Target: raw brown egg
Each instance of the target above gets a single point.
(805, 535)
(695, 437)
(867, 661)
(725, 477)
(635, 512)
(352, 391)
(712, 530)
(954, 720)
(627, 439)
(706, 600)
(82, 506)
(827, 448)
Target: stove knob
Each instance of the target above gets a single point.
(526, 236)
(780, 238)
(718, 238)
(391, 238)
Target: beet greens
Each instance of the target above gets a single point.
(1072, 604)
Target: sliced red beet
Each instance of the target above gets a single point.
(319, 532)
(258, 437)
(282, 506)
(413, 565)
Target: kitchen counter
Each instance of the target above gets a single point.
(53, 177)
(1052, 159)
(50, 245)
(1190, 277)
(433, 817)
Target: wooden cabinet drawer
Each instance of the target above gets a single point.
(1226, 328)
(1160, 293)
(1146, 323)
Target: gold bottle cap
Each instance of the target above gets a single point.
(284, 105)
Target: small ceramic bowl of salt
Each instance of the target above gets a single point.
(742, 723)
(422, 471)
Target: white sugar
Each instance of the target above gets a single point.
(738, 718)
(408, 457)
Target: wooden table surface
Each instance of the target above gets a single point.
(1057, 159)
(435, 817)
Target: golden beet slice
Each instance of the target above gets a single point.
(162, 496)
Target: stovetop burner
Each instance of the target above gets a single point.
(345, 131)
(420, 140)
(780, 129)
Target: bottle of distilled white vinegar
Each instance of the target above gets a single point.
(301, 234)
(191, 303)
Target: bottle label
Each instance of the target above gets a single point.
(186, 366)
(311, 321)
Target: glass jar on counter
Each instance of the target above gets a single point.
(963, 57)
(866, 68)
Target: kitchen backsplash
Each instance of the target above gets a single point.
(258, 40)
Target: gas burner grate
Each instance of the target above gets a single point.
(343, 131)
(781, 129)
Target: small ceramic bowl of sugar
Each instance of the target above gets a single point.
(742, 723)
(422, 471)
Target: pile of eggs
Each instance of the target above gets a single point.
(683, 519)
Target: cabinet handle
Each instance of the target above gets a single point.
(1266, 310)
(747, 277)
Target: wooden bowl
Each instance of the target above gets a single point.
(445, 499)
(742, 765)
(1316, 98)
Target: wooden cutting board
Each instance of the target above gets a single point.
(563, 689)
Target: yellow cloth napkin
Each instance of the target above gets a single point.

- _Given instruction_
Can you reproduce the records word for word, from their very first line through the line with "(1072, 604)", including that line?

- _Answer to this exercise_
Target: raw brown egg
Each instance of the target above gets a single point.
(805, 535)
(695, 437)
(867, 661)
(725, 477)
(635, 512)
(352, 391)
(712, 530)
(954, 720)
(627, 439)
(706, 600)
(82, 506)
(827, 448)
Target: stove knob
Each instance of the target above gets a single point.
(526, 236)
(780, 238)
(718, 238)
(391, 238)
Target: beet greens
Each instance of the target above gets a single point.
(1072, 604)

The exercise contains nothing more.